Task a: Change "sheriff" to "marshal" in the passage on Nestir's testimony. Write out the part that begins at the words "On May 19, when" and stops after "made to her.".

One of the state's key witnesses at trial was Lenise Nestir, who testified on May 13 and 14, 1993. 7 Nestir testified that she had been in the Liberty Street area prior to the shooting, and that she had seen Alex Romero drive up in a brown vehicle. According to Nestir, Romero, who claimed to have had a gun in his possession, asked whether anyone wanted to accompany him to Davenport Avenue. Nestir explained that there was a group of young people in the Liberty Street area that did not get along with another group of young people that congregated in the Davenport Avenue area. Nestir testified that the defendant accompanied Romero and that, although she declined Romero's invitation to get into the car, she walked to within one block of the shooting in order to be a spectator. Although she claimed to have been on friendly terms with the victim's family, Nestir failed to warn the Crnkovic brothers, who were outside playing basketball, of the impending danger.

When Nestir reached the intersection of Winthrop and Davenport Avenues, she saw Romero's brown car approach, heading eastbound on Davenport Avenue. Because the car passed by so quickly, she could not identify its occupants and could only see shots being fired from within that vehicle. Although the state introduced evidence that there also was a gray car at the scene from which shots had been fired, Nestir testified that she never saw a gray car. 8 She learned later that Elvis had died as a result of that shooting.

Soon after the shooting, Nestir saw Romero driving a vehicle with the defendant and another male named Andrew as the vehicle approached a nearby dumpster, where Nestir witnessed Andrew empty shells from a gun into the dumpster. Later that same day, Romero gave the gun to Nestir to dispose of it. Instead of discarding it, Nestir testified that she kept the gun, hoping to exchange it for a car. Subsequently, the New Haven police, who had been notified of the proposed transaction, seized the gun from her but never charged her with an offense.

The defendant had intended to call Nestir as his first witness at the conclusion of the presentation of the state's case-in-chief. On Friday, May 14, 1993, Nestir's second day of testimony as a state's witness, the defendant subpoenaed Nestir to appear in court on Monday, May 17, 1993. When she failed to appear on May 17, the state represented to the court and the defendant that Nestir's mother, Sophie Nestir, had contacted the state's attorney's office and had stated that she had not seen her daughter the entire weekend. The defendant subsequently sought, and was granted, a capias.

On May 19, when the state rested its case, the defendant notified the court that the capias had not been served. Rather than calling Nestir to testify, therefore, the defendant began his defense by calling another witness. Toward the end of the day, the defendant notified the court, outside the presence of the jury, that the sheriff had been unable to locate Nestir at her mother's home--445 Poplar Street in New Haven--in order to serve the capias. The defendant then called Robin Shade, a close friend of Nestir, to make an offer of proof, hoping that the court would allow Shade to testify regarding incriminating statements that Nestir had made to her.

Shade testified that one and one-half days after the shooting, Nestir had told her about Elvis' killing. Nestir had told Shade that Paul Crnkovic, Elvis' brother, had hit Nestir in the face. Nestir remarked to Shade that she was going to retaliate by "get[ting] some boys from Liberty Street to beat his butt." Shade further testified that Nestir told her that on the day of the incident, Nestir and "some boys from Liberty Street" drove down Davenport Avenue and saw Paul and Elvis playing basketball. According to Shade, Nestir had stated that she "got a car full of guys and she said that one of them had the gun shooting it out the window up to the sky and she grabbed it from the guy and pointed it to Paulie and it didn't hit Paulie it hit someone else and she said it was his brother."

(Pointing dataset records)
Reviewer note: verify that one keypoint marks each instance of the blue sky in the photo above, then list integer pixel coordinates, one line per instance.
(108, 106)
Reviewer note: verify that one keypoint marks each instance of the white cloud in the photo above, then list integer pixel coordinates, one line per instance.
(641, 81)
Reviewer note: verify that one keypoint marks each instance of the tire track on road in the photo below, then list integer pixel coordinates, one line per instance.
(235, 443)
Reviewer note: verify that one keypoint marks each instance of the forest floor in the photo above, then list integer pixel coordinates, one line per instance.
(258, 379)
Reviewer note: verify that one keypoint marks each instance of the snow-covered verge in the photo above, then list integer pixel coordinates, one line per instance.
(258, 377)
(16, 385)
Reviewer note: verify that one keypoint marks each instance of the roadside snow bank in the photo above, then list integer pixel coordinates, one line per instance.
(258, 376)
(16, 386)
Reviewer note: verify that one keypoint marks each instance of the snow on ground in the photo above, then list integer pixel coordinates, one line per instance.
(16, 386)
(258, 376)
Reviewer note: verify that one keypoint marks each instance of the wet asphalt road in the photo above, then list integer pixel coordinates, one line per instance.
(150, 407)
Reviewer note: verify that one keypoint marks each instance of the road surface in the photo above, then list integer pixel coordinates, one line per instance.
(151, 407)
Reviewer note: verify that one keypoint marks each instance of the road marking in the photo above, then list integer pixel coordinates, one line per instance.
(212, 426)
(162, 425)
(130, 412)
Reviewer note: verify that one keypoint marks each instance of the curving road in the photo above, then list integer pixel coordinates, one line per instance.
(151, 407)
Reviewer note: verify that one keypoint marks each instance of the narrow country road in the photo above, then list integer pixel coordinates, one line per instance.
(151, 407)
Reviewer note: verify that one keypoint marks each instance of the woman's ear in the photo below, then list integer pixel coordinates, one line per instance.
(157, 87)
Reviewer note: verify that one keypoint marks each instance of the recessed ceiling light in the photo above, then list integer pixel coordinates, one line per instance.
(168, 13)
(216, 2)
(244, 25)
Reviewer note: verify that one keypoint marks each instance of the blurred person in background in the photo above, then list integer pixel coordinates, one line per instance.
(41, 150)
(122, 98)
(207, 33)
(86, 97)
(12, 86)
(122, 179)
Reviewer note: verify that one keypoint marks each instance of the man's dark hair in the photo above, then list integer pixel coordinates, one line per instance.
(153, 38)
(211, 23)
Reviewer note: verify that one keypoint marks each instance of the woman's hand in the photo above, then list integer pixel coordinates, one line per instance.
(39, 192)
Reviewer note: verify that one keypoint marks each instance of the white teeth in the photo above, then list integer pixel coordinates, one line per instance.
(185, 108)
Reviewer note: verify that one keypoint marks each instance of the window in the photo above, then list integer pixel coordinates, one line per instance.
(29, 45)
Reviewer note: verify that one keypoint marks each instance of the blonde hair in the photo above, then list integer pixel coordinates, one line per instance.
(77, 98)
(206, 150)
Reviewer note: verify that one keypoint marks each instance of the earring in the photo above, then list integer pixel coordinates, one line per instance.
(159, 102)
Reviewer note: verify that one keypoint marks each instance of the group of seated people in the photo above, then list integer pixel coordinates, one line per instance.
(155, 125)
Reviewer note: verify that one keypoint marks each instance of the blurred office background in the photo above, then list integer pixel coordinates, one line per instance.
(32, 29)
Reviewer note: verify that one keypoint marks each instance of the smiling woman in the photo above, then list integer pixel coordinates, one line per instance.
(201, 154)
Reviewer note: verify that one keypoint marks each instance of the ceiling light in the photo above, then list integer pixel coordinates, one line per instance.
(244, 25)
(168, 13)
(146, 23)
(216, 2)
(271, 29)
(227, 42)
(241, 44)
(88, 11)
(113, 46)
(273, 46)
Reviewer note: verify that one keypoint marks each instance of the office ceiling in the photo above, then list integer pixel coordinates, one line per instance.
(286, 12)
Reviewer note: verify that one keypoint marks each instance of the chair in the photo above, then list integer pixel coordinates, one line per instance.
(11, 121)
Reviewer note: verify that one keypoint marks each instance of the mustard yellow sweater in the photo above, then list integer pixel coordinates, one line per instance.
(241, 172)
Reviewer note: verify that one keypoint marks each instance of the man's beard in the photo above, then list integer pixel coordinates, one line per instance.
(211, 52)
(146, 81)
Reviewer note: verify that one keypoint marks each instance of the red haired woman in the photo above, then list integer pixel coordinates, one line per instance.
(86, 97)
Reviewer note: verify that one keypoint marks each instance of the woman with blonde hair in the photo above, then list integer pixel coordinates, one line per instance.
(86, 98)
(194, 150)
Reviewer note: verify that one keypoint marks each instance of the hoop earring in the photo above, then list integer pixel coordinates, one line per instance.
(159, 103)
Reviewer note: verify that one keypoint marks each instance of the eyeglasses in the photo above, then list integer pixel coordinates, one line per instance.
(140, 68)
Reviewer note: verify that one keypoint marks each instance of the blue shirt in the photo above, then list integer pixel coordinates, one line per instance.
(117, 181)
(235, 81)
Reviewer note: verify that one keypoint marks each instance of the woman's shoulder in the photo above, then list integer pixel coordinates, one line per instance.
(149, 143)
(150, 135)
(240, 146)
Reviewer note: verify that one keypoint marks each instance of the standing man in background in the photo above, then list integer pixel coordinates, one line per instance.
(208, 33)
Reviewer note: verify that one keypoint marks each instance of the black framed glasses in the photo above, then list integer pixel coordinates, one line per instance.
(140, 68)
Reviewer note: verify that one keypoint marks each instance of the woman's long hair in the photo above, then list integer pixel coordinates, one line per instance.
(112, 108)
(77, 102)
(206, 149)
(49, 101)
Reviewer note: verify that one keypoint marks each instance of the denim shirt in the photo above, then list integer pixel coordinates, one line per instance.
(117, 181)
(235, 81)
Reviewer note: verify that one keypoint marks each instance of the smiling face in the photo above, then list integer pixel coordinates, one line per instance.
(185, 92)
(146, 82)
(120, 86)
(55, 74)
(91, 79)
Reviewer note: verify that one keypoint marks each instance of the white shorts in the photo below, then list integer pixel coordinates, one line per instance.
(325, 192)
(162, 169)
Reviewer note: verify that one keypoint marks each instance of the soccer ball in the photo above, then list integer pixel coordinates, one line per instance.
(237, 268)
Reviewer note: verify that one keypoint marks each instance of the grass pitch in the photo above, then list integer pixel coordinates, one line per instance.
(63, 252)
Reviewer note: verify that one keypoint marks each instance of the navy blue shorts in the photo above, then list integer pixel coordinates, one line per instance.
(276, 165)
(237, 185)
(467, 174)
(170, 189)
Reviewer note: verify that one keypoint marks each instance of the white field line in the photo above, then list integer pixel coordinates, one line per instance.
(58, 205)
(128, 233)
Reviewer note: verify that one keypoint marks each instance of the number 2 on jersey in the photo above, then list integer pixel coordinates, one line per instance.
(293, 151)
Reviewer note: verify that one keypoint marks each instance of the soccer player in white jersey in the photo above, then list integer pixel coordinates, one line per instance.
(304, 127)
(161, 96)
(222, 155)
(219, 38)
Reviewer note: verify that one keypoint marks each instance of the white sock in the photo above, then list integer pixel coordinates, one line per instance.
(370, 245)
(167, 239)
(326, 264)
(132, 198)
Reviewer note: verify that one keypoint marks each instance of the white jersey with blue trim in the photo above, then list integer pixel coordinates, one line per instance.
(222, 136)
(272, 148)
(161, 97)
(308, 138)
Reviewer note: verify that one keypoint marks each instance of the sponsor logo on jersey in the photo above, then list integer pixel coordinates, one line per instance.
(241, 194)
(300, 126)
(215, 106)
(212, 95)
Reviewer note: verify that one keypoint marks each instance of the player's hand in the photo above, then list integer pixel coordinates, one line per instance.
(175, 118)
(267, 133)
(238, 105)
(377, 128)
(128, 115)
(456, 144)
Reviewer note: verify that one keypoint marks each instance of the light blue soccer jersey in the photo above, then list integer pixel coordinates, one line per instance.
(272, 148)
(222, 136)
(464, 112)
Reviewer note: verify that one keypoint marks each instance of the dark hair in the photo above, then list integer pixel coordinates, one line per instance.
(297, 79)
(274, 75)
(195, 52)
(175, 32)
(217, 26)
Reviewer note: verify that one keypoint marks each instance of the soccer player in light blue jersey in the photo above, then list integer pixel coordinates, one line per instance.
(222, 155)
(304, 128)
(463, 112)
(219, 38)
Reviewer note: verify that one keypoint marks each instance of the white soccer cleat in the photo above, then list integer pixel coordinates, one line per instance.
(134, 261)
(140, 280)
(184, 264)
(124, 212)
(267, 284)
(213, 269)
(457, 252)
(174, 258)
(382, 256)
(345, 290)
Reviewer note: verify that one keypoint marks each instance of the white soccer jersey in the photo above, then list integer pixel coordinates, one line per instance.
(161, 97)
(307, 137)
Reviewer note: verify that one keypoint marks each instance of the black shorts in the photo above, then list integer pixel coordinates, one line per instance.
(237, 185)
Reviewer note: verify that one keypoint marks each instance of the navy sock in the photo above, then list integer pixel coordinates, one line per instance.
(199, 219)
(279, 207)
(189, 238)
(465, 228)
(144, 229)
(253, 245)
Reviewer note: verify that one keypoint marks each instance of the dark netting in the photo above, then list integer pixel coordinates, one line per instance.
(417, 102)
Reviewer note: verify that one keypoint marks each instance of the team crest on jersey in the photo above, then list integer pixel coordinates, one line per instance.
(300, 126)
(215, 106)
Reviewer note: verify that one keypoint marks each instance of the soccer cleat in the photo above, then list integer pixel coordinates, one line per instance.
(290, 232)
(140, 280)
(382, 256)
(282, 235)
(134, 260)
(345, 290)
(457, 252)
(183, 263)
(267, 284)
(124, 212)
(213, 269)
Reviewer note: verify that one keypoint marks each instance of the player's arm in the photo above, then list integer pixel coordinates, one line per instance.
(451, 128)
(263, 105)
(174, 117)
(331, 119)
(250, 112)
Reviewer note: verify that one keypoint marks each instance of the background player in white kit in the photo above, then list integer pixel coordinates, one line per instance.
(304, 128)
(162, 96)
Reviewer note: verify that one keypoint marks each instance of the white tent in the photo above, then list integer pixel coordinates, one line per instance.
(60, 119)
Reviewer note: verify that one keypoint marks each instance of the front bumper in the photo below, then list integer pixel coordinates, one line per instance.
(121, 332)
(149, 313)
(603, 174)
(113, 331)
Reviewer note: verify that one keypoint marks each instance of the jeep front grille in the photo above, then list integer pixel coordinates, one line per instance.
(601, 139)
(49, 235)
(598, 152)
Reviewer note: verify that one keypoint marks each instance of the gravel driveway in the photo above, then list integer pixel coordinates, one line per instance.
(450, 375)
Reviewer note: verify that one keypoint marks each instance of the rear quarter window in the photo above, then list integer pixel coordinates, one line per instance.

Task b: Pick out every line of the records that contains the string "smiling". Case matters.

Answer a:
On May 19, when the state rested its case, the defendant notified the court that the capias had not been served. Rather than calling Nestir to testify, therefore, the defendant began his defense by calling another witness. Toward the end of the day, the defendant notified the court, outside the presence of the jury, that the marshal had been unable to locate Nestir at her mother's home--445 Poplar Street in New Haven--in order to serve the capias. The defendant then called Robin Shade, a close friend of Nestir, to make an offer of proof, hoping that the court would allow Shade to testify regarding incriminating statements that Nestir had made to her.

Answer b:
Reviewer note: verify that one keypoint marks each instance of the smiling woman in the photo above, then list integer pixel coordinates, one line per instance.
Reviewer note: verify that one keypoint marks each instance of the smiling face in the photo above, then list integer pixel coordinates, one line per instance.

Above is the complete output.